◆ **Supplied text**
+-------+
Text of a speech by Michael Ancram, deputy chairman of the Conservative party, to delegates at the party conference in Bournemouth today.

'Of all the debates we are holding this week this must rate as one of

the most significant. Electoral reform may not yet light beacons. But in terms of our constitution, our democracy and our civil rights it could hardly be more important or more dangerous.

'Yet at the other conferences it has almost been the stuff of

fairytales.

'At the Liberal Democrat conference proportional representation from

being once the Holy Grail became suddenly the Sleeping Beauty, spoken

about in hushed and reverent tones, not to be disturbed until awakened

by Roy Jenkins' kiss.

'The only concern was as to whether the kiss would turn the Sleeping

Beauty into a frog, with Paddy Ashdown assuring all who would listen

that even the frog was a price worth paying to secure him a seat in

Blair's cabinet.

'Labour's fairytale was somewhat different.

'They found themselves split between supporting our current British

voting system which Jenkins is not allowed to look at - the Cinderella

deliberately uninvited to the Jenkins Ball - and the ugly sisters of

reform who are were already there.

'And what a split.

'The cabinet split, the parliamentary party split, the party conference split. Robin for, Jack against, Tony undecided.

'Peter for, Gordon against, Tony checking the direction of the wind. And the pager messages to Labour backbenchers from Millbank Towers changing almost by the hour.

'We saw the control freak party gloriously out of control.

'Like one of those science fiction films where the computer overloads

and starts sparking, with pieces flying off in all directions, until

just before it explodes someone pulls the plug.

'Last Thursday Labour did the equivalent. They were so split that they

pulled the plug on their conference vote. They abandoned their vote.
+-------+
◆ **Stored data**

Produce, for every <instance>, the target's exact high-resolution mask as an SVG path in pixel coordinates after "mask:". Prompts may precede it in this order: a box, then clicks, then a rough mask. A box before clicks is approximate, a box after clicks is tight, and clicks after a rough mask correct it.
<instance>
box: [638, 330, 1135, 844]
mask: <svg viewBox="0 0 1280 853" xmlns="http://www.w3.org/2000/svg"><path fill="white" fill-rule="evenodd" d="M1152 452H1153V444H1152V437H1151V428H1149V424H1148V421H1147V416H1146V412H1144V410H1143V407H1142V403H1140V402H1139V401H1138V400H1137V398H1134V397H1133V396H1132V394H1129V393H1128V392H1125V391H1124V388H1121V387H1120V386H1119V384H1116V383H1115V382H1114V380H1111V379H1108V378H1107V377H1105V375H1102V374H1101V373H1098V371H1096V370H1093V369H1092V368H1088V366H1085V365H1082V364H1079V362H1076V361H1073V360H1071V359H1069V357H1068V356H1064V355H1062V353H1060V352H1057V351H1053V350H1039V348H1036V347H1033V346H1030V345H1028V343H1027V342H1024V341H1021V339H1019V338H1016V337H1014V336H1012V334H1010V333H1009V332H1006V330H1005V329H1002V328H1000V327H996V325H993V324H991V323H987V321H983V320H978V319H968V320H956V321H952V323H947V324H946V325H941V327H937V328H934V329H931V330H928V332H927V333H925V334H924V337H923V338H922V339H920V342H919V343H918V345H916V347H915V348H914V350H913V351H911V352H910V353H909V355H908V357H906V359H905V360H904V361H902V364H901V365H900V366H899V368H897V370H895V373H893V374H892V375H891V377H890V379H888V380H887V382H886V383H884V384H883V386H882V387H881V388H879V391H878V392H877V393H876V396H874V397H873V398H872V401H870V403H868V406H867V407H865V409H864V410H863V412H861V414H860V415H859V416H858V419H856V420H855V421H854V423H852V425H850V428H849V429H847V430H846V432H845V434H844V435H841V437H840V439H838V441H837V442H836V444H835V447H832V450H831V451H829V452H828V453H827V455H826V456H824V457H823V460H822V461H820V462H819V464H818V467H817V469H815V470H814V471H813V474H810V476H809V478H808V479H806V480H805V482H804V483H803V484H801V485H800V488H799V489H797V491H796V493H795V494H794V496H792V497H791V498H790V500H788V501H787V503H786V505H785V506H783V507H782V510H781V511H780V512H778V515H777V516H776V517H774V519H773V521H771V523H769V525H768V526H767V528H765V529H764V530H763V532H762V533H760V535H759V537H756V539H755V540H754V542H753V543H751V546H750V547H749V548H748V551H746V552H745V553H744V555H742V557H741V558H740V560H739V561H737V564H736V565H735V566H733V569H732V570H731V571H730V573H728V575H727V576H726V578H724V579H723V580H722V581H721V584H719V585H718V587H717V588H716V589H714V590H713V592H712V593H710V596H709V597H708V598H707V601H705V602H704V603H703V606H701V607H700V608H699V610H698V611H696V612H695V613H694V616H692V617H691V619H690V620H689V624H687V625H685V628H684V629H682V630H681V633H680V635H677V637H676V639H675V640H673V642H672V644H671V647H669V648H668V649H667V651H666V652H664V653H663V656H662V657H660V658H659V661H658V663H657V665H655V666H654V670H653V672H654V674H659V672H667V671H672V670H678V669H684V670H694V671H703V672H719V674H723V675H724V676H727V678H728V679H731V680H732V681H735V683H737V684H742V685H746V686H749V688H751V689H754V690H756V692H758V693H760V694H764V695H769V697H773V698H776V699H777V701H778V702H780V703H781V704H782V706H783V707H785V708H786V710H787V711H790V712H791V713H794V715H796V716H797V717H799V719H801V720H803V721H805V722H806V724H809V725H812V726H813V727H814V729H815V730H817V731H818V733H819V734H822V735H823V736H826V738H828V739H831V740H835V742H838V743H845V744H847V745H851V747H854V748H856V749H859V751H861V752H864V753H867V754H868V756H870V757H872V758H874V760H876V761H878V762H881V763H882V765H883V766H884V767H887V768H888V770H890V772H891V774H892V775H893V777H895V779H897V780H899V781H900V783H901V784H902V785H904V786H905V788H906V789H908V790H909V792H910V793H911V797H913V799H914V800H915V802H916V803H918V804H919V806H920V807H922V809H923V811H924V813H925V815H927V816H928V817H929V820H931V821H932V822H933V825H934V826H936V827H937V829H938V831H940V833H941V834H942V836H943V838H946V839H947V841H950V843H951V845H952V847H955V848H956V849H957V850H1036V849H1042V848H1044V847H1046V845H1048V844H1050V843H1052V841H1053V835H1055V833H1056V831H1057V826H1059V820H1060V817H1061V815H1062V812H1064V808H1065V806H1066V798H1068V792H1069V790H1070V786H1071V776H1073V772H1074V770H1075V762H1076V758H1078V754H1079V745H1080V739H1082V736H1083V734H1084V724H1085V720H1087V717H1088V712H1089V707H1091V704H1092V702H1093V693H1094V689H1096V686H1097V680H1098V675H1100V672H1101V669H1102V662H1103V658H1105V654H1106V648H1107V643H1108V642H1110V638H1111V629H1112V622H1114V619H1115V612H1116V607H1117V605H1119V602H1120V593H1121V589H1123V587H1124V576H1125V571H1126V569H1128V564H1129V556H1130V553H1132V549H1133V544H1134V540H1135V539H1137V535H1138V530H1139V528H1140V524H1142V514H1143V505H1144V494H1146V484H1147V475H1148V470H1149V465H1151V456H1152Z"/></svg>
+-------+
◆ **Problem**
Please copy verbatim the passage of the conference speech between "being once the" and "Blair's cabinet.", inclusive.

◆ **Written solution**
being once the Holy Grail became suddenly the Sleeping Beauty, spoken

about in hushed and reverent tones, not to be disturbed until awakened

by Roy Jenkins' kiss.

'The only concern was as to whether the kiss would turn the Sleeping

Beauty into a frog, with Paddy Ashdown assuring all who would listen

that even the frog was a price worth paying to secure him a seat in

Blair's cabinet.